EXERCISE DIRECTIONS => All of the records should come back exactly as written.
(AVAILABLE DATA)
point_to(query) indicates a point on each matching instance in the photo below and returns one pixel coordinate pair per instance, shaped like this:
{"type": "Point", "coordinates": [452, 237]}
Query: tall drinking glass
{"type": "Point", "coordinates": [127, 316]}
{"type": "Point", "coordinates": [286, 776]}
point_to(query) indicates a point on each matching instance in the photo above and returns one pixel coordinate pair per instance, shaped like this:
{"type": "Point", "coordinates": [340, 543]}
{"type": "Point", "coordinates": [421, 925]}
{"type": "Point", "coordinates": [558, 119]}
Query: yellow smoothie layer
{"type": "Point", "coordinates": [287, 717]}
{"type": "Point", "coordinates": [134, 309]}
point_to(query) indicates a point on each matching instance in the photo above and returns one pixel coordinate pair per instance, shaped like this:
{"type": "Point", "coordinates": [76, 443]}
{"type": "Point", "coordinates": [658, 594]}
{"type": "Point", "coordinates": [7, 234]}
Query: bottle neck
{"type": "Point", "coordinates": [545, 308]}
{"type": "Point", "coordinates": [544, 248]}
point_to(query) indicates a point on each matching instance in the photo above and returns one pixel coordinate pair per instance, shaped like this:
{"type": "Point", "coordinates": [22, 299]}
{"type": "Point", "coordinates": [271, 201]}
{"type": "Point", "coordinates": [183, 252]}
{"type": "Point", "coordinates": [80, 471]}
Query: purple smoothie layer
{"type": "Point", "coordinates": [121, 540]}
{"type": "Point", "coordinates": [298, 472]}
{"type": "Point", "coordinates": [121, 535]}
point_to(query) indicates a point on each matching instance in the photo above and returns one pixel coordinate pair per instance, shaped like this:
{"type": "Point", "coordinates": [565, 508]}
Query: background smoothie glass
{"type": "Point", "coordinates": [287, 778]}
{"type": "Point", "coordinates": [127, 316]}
(End AVAILABLE DATA)
RESPONSE FOR THIS EXERCISE =>
point_to(query) indicates a point on each matching instance in the photo below and returns one pixel coordinate pair per instance, shaped like this:
{"type": "Point", "coordinates": [452, 237]}
Query: tall drinking glass
{"type": "Point", "coordinates": [127, 316]}
{"type": "Point", "coordinates": [286, 776]}
point_to(query) indicates a point on each matching instance in the photo above and returns one pixel coordinate pair per instance, shaped like this:
{"type": "Point", "coordinates": [340, 543]}
{"type": "Point", "coordinates": [421, 925]}
{"type": "Point", "coordinates": [558, 119]}
Query: yellow smoothie layer
{"type": "Point", "coordinates": [287, 717]}
{"type": "Point", "coordinates": [134, 309]}
point_to(query) indicates a point on each matching instance in the photo above and returns one pixel coordinate pair per instance, shaped like this:
{"type": "Point", "coordinates": [76, 443]}
{"type": "Point", "coordinates": [658, 594]}
{"type": "Point", "coordinates": [7, 234]}
Query: bottle neck
{"type": "Point", "coordinates": [545, 308]}
{"type": "Point", "coordinates": [544, 248]}
point_to(query) indicates a point on each matching instance in the photo above and returns one pixel coordinate pair per instance, shaped like this:
{"type": "Point", "coordinates": [22, 299]}
{"type": "Point", "coordinates": [271, 201]}
{"type": "Point", "coordinates": [183, 252]}
{"type": "Point", "coordinates": [80, 471]}
Query: purple smoothie layer
{"type": "Point", "coordinates": [121, 540]}
{"type": "Point", "coordinates": [298, 472]}
{"type": "Point", "coordinates": [121, 535]}
point_to(query) indicates a point on each matching instance in the photo above and returns one pixel coordinate pair per instance, shaped like this:
{"type": "Point", "coordinates": [565, 508]}
Query: background smoothie glass
{"type": "Point", "coordinates": [287, 778]}
{"type": "Point", "coordinates": [127, 316]}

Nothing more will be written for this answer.